## Task goal
Edit the records below by replacing every "with a pin" with "with a marker". Leave all other text unchanged.

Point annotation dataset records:
*****

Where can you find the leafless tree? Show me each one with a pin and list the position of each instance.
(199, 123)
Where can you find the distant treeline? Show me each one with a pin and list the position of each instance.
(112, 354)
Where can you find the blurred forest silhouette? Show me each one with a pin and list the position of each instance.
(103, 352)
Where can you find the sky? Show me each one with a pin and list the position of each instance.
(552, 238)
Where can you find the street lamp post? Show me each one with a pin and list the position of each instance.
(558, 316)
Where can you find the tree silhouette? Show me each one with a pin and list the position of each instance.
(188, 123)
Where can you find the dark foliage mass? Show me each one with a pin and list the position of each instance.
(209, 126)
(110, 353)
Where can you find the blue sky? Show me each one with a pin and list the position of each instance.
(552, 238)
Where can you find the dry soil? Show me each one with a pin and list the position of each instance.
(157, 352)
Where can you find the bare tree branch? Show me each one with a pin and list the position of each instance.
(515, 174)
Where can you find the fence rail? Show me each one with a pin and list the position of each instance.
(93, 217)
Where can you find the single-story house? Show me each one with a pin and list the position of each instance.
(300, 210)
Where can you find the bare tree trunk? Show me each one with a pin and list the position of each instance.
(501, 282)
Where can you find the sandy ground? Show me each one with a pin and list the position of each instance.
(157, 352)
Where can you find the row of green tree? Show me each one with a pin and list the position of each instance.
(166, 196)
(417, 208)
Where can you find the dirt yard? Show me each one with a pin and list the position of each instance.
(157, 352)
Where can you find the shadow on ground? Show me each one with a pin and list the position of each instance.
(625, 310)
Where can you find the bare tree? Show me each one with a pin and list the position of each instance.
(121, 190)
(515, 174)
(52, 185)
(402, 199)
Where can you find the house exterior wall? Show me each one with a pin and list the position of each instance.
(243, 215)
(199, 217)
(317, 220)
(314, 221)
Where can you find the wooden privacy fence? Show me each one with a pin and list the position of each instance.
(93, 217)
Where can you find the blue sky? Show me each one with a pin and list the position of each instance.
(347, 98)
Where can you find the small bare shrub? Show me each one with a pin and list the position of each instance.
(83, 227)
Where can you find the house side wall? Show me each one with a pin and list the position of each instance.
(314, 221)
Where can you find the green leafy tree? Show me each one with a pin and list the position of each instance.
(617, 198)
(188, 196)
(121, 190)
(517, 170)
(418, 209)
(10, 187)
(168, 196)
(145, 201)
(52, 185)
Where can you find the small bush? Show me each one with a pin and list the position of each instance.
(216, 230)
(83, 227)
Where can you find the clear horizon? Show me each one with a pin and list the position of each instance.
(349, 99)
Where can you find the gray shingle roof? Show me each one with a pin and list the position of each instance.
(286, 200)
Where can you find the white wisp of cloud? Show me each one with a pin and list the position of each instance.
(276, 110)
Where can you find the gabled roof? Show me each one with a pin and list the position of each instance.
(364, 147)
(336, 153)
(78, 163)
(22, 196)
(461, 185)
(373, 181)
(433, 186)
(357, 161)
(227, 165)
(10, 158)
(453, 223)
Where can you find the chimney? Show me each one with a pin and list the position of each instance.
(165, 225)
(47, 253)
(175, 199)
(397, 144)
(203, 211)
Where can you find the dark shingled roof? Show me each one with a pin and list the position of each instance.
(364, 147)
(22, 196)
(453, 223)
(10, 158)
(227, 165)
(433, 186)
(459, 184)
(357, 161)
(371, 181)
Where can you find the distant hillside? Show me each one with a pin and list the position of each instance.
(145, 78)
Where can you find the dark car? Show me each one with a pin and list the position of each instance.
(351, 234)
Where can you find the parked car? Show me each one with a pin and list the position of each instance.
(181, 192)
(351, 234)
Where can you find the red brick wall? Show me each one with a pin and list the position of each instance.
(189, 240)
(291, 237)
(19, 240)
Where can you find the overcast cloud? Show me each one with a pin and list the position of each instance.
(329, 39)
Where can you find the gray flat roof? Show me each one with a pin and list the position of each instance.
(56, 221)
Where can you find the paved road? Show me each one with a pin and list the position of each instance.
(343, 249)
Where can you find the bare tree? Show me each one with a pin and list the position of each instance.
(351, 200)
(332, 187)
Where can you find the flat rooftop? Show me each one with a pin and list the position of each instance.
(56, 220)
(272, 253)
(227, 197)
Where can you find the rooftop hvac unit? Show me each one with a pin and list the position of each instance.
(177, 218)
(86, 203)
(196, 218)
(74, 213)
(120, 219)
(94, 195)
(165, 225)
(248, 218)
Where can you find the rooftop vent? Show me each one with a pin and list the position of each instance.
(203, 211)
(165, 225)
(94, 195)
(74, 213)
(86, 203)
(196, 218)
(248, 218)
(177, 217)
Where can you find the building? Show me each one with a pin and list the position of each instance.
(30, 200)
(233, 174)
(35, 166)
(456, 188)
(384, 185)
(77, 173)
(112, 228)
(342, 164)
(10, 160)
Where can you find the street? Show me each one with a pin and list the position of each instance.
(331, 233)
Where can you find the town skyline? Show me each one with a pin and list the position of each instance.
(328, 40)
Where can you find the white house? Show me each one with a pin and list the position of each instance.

*****

## Solution to the problem
Where can you find the leafless tree? Show me each one with a marker and list the position of each instance.
(199, 123)
Where can you find the distant treeline? Show me each one with a marker and list the position of each instance.
(112, 354)
Where can you find the blurred forest silhouette? Show me each one with a marker and list the position of each instance.
(103, 352)
Where can you find the sky? Show me each one with a marker and list the position of each instance.
(552, 238)
Where can you find the street lamp post? Show me each one with a marker and list the position of each instance.
(558, 316)
Where can you find the tree silhouette? Show me each one with a marker and list the position of each instance.
(188, 123)
Where can you find the dark foliage mass? Show me each one with a marker and list the position of each instance.
(209, 126)
(110, 353)
Where can you find the blue sky? Show me each one with a marker and list the position of each instance.
(552, 238)
Where can you find the dry soil? Show me each one with a marker and list the position of each instance.
(157, 352)
Where can you find the bare tree branch? Show me each one with a marker and list the position of each instance.
(515, 174)
Where can you find the fence rail? Show me each one with a marker and list the position of each instance.
(93, 217)
Where can you find the single-story house? Show me each one with a marker and list the position of each instance.
(300, 210)
Where can you find the bare tree trunk? Show me each one with a marker and list the position of each instance.
(501, 282)
Where can you find the sandy ground? Show me each one with a marker and list the position of each instance.
(157, 352)
Where can you find the row of green tree? Show me each one with a marker and list the position of each instance.
(166, 196)
(417, 208)
Where can you find the dirt yard? Show me each one with a marker and list the position of each instance.
(157, 352)
Where can you find the shadow on ground? Show me each one with a marker and list the position of each instance.
(625, 310)
Where can you find the bare tree? Show me each one with a marker and list the position of each instance.
(121, 190)
(515, 174)
(52, 185)
(402, 199)
Where can you find the house exterior wall? Show me each one with a marker and list the position of each instance.
(243, 215)
(199, 217)
(317, 220)
(314, 221)
Where can you find the wooden privacy fence? Show me each one with a marker and list the position of each instance.
(93, 217)
Where can you find the blue sky? Show me each one with a marker and list the position of each instance.
(347, 98)
Where can you find the small bare shrub? Show me each one with a marker and list the position of each instance.
(83, 227)
Where can you find the house side wall? Show me each one with a marker and list the position of each instance.
(314, 221)
Where can you find the green leafy tree? Show me each one with a marker and list the position of each instance.
(617, 198)
(188, 196)
(121, 190)
(517, 170)
(418, 209)
(10, 187)
(168, 196)
(145, 201)
(52, 185)
Where can you find the small bush? Show me each one with a marker and list the position of each instance.
(216, 230)
(83, 227)
Where can you find the clear horizon? Show me each one with a marker and list the position of each instance.
(349, 99)
Where can you find the gray shingle roof? Show me each one with a marker and list the position of each instance.
(286, 200)
Where can you find the white wisp of cloud? Show me each one with a marker and list the position of each instance.
(276, 110)
Where can you find the gabled roof? Show me each one with a marker and list the position of each instance.
(364, 147)
(336, 153)
(78, 163)
(22, 196)
(461, 185)
(373, 181)
(433, 186)
(357, 161)
(227, 165)
(10, 158)
(453, 223)
Where can you find the chimney? Show me each one with a marker and list the position of each instance.
(165, 225)
(47, 253)
(175, 199)
(397, 144)
(203, 211)
Where can you find the dark shingled roof? Show me each one with a marker and list the position of each instance.
(364, 147)
(22, 196)
(453, 223)
(10, 158)
(227, 165)
(433, 186)
(459, 184)
(357, 161)
(371, 181)
Where can you find the distant hillside? Show me each one with a marker and list the position of each instance.
(145, 78)
Where can you find the dark car? Show me each one with a marker and list the position of each instance.
(351, 234)
Where can you find the parked car? Show me each one with a marker and list the position of each instance.
(181, 192)
(351, 234)
Where can you find the red brick wall? Show me each one with a marker and list the position of each instance.
(189, 240)
(291, 237)
(19, 240)
Where can you find the overcast cloud? Show me each one with a marker and list the position of each instance.
(329, 39)
Where can you find the gray flat roof? Show me each one with a marker and list the position of each instance.
(56, 221)
Where can you find the paved road? Show me each one with a marker and list the position of each instance.
(343, 249)
Where can you find the bare tree? Show me each one with a marker and list the position of each instance.
(351, 200)
(332, 187)
Where can you find the flat rooftop? Show me each one with a marker and list the position of each instance.
(56, 220)
(272, 253)
(227, 197)
Where can you find the rooftop hvac unit? Show me each one with a marker and list the position of each instance.
(177, 218)
(86, 203)
(196, 218)
(74, 213)
(120, 219)
(94, 195)
(165, 225)
(248, 218)
Where can you find the rooftop vent? Show me each one with a marker and list the position of each instance.
(203, 211)
(165, 225)
(94, 195)
(74, 213)
(86, 203)
(196, 218)
(248, 218)
(177, 217)
Where can you find the building? Show me each one with a marker and list the position of each instance.
(30, 200)
(233, 174)
(35, 166)
(456, 188)
(384, 185)
(77, 173)
(112, 228)
(342, 164)
(10, 160)
Where can you find the street? Show me each one with a marker and list the position of each instance.
(331, 233)
Where can you find the town skyline? Show me each one with a marker and list the position of each instance.
(328, 40)
Where can you find the white house? Show me each one with a marker and list the position of each instance.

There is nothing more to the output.